## Instruksi yang Diberikan
Salin kata demi kata bagian kutipan tentang Dewan Adat Papua di bawah, mulai dari "DAP hanya mengenal" sampai "suku yang lain.".

## Kutipan Dokumen
DAP hanya mengenal dua hal yakni, Pertama, istilah Ketua Dewan Adat Papua atau Pimpinan Dewan Adat Papua untuk tingkat Tanah Papua. Status DAP menyatakan bahwa otoritas DAP ada di Kepala Suku dan diatas Kepala Suku hanya ada Tuhan. Kepala Suku atau Kepala Marga itu setara jadi tidak ada kepala suku diatas kepala suku yang lain.

Kedua, istilah pengukuhan hanya dipakai dalam jabatan suku atau marga yang berlangsung turun temurun dan itu dilakukan dalam setiap suku atau marga menurut aturan dan tata cara masing-masing.

Setiap suku di Tanah Papua memilih Kepala Sukunya dan Kepala-Kepala suku yang telah dipilih mewakili sukunya kemudian membentuk Dewan Adat Daerah sesuai wilayah adatnya. Kemudian Dewan Adat daerah membentuk Dewan  Adat Papua (DAP)  sebagai pusat organisasi atau lembaga adat yang mewakili kepala-kepala suku  dari 7 (tujuh) wilayah adat di Tanah Papua.

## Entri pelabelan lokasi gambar
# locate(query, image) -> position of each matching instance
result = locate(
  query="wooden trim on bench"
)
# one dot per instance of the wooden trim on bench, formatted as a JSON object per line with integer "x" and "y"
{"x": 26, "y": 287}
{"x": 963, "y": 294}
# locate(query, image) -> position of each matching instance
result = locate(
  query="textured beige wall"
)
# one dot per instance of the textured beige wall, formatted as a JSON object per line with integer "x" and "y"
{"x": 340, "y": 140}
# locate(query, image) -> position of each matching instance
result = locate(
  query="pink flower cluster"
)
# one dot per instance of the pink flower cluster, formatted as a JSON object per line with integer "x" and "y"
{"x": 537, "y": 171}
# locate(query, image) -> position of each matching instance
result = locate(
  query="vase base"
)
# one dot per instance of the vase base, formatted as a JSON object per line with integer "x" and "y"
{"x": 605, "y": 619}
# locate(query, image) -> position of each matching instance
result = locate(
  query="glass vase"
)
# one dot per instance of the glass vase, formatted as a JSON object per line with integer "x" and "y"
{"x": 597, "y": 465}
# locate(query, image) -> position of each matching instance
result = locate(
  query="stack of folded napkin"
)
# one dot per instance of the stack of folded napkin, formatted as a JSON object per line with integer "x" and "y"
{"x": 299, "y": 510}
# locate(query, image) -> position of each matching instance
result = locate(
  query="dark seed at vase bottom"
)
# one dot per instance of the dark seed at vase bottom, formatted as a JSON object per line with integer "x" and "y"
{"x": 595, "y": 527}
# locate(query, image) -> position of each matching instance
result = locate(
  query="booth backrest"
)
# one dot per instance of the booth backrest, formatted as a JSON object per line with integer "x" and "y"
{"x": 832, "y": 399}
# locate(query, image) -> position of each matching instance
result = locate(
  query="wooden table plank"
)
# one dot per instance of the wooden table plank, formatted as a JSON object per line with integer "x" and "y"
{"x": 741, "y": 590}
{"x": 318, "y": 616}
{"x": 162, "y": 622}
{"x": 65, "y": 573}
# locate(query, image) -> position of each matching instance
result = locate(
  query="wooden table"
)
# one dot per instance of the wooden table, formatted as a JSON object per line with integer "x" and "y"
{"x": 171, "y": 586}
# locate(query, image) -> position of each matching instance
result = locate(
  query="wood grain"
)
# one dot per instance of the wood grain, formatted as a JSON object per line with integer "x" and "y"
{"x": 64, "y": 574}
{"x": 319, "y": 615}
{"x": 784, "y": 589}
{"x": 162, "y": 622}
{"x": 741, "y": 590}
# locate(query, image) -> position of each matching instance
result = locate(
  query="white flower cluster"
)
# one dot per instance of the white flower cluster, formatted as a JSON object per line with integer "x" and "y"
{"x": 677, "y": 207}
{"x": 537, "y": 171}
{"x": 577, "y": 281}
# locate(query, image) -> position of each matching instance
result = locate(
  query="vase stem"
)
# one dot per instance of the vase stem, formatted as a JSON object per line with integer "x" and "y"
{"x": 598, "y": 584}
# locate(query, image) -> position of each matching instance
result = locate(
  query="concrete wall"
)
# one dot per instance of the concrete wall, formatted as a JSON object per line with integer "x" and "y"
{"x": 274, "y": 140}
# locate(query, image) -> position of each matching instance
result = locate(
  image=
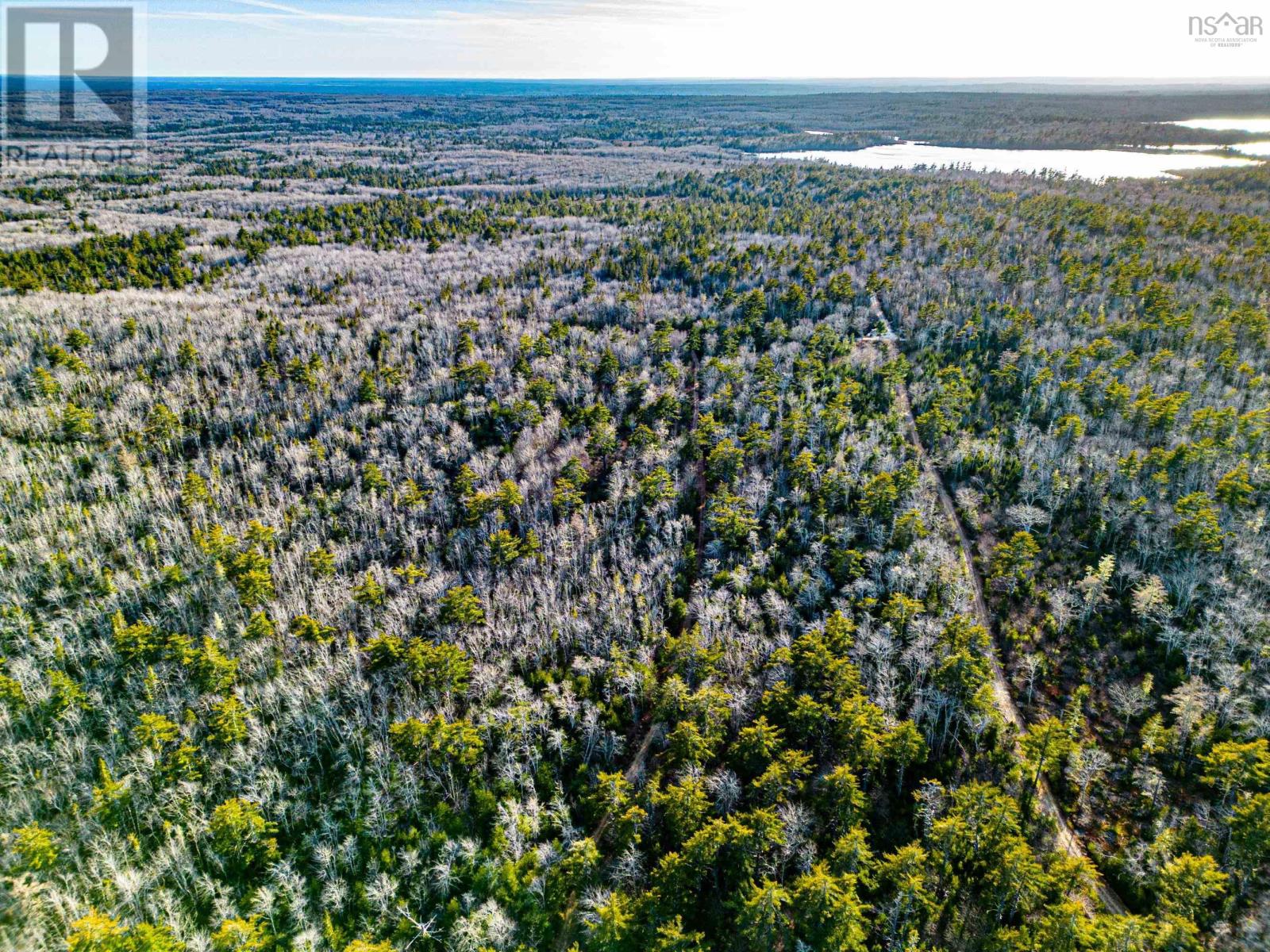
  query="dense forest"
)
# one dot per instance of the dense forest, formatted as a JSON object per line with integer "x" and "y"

## Jawaban Tugas
DAP hanya mengenal dua hal yakni, Pertama, istilah Ketua Dewan Adat Papua atau Pimpinan Dewan Adat Papua untuk tingkat Tanah Papua. Status DAP menyatakan bahwa otoritas DAP ada di Kepala Suku dan diatas Kepala Suku hanya ada Tuhan. Kepala Suku atau Kepala Marga itu setara jadi tidak ada kepala suku diatas kepala suku yang lain.